Set task 1: Express the stretch of the listing from its start through the line containing "x=233 y=612" as a numbered list. Skip blank lines and omit the pictures.
--- Selection ---
The relationship between JavaScript and SEO started a long time ago and has been a highly debated topic in the virtual world, mostly in the SEO circles. Creating websites using JavaScript to feature content was a big hit back in the days. Many developers used this technique, with some lacking knowledge on whether search engines can parse and understand that content.
Along the way, Google changed its methodology and standpoint regarding JavaScript. Everybody started to doubt whether search engines, like Google, are able to crawl JavaScript. And that was the wrong question to ask. The better question to ask is can search engines parse and understand the content rendered by Javascript? In other words, can Google rank your website if it’s made in Java?
Before starting to answer this question, we need to get some things straight. First, we should talk about how JavaScript works and how it is implemented, then understand how a website using JavaScript can be properly crawled and indexed, then afterward ranked and if search engines can do all those actions for a website using JS code.
- What is JavaScript and How Does it Work?
- Crawling. Indexing. Ranking – The Three Musketeers of SEO
- Googlebot vs. Caffeine in the JavaScript Rendering Process
- How Javascript Affects SEO
- How to Make Your Javascript SEO-Friendly
- Conclusion
1. What is JavaScript and How Does it Work?
JavaScript is one of the most popular programming languages to develop websites. It uses frameworks to create interactive web pages by controlling the behavior of different elements on the page.
Initially, JS frameworks were implemented client-side (front-end) only in browsers, but now the code is embedded in other host software, such as server-side (back-end) in web servers and databases, which will save you from a lot of trouble and pain. The problems started when JavaScript implementation relied only on client-side rendering.
If JavaScript frameworks have server-side rendering, you’ve already solved the problem before it even arises. To understand better exactly why problems appear and how can you avoid them, it is important to have some basic knowledge on how search engines work. For that, we need to establish the phases of the information retrieval process: crawling, indexing and ranking.
2. Crawling. Indexing. Ranking – The Three Musketeers of SEO
When we talk about Javascript and search engine optimization we need to look at the first two processes: crawling and indexing. Ranking comes afterward.
The crawling phase is all about discovery. The process is really complicated and uses software programs called spiders (or web crawlers). Googlebot is, maybe, the most popular crawler.
The crawlers start by fetching web pages and then follow the links on the page, fetch those pages and follow the links on those pages and so on, up to the point where pages are indexed. For this method, the crawler uses a parsing module, which does not render pages but only analyzes the source code and extracts any URLs found in the <a href=”…”> script. Crawlers can validate hyperlinks and HTML code.
--- Task inputs ---
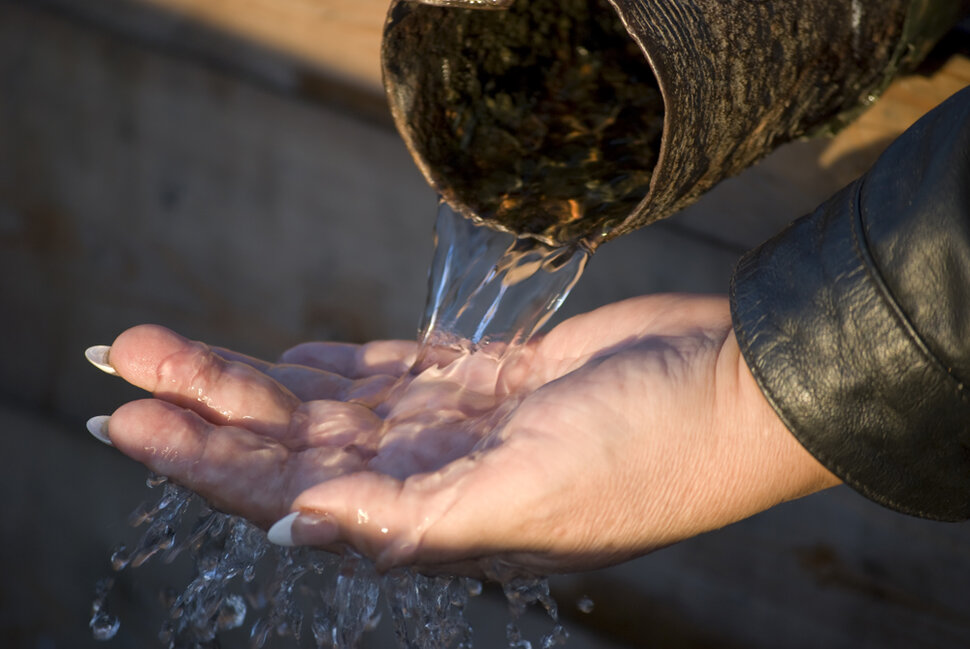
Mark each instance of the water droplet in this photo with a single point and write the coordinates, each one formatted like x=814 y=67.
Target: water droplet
x=120 y=558
x=104 y=626
x=233 y=612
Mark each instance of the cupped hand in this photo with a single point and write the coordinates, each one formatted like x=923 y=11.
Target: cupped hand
x=620 y=431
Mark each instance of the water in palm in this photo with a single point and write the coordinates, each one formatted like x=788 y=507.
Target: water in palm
x=489 y=292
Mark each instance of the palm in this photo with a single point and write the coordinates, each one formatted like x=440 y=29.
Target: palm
x=539 y=461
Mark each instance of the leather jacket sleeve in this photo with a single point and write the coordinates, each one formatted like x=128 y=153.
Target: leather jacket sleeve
x=855 y=321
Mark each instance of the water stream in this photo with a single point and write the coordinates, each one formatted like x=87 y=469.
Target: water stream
x=488 y=293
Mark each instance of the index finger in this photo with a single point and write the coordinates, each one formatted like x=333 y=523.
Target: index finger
x=392 y=357
x=191 y=375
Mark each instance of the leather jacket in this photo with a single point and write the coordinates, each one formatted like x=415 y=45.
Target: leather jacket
x=855 y=321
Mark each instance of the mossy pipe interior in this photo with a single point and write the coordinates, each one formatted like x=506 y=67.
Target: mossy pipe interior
x=585 y=119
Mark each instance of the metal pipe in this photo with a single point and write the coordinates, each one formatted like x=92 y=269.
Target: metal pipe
x=568 y=119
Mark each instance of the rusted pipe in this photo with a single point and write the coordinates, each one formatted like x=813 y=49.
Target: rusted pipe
x=567 y=119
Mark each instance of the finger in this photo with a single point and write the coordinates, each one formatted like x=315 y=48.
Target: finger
x=221 y=463
x=191 y=375
x=392 y=357
x=462 y=512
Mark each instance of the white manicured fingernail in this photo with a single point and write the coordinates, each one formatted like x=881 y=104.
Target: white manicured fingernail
x=98 y=426
x=282 y=531
x=98 y=356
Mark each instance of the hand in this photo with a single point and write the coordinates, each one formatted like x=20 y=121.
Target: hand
x=622 y=430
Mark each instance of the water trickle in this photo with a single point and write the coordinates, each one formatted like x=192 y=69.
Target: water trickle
x=488 y=293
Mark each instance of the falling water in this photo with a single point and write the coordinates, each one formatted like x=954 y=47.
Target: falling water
x=488 y=293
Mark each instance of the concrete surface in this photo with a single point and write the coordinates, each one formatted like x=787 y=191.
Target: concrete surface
x=156 y=169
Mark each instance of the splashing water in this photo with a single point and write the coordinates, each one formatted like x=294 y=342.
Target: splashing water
x=488 y=293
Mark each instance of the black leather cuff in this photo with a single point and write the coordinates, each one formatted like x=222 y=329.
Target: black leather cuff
x=855 y=321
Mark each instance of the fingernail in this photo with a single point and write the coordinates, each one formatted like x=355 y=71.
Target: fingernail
x=98 y=426
x=98 y=356
x=313 y=529
x=282 y=531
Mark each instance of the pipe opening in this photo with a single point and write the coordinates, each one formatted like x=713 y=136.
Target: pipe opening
x=544 y=119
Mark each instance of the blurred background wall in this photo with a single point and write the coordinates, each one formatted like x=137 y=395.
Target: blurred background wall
x=228 y=168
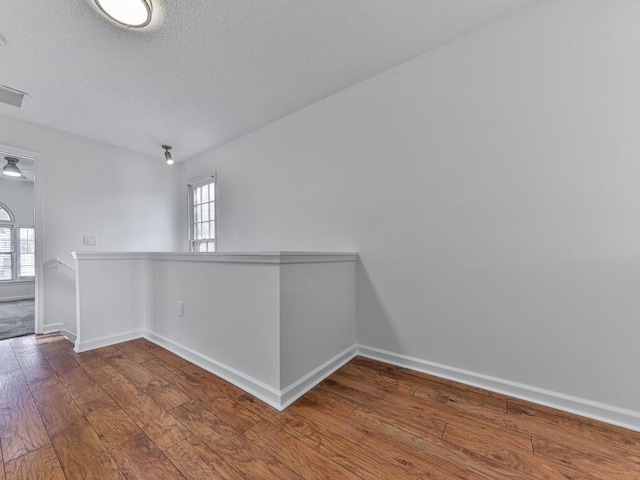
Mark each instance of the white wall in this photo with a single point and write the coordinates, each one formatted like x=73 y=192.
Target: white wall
x=491 y=188
x=17 y=196
x=130 y=201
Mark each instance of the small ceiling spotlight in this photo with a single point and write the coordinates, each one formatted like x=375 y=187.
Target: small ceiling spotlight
x=130 y=13
x=167 y=154
x=11 y=168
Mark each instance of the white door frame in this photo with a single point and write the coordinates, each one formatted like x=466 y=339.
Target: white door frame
x=38 y=203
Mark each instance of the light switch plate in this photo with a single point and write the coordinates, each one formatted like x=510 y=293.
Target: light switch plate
x=90 y=239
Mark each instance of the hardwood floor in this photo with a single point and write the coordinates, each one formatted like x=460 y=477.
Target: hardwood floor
x=136 y=411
---
Set task 2: Write out, word for word, the stretch of the JavaScript and SEO article from "2. Crawling. Indexing." through "most popular crawler.".

Written solution 1:
1. Mark each instance of the water droplet in this photo with a single point and write the coordinates, each one formatted like x=814 y=67.
2. Target: water droplet
3. x=120 y=558
4. x=104 y=626
5. x=233 y=612

Written solution 2:
2. Crawling. Indexing. Ranking – The Three Musketeers of SEO
When we talk about Javascript and search engine optimization we need to look at the first two processes: crawling and indexing. Ranking comes afterward.
The crawling phase is all about discovery. The process is really complicated and uses software programs called spiders (or web crawlers). Googlebot is, maybe, the most popular crawler.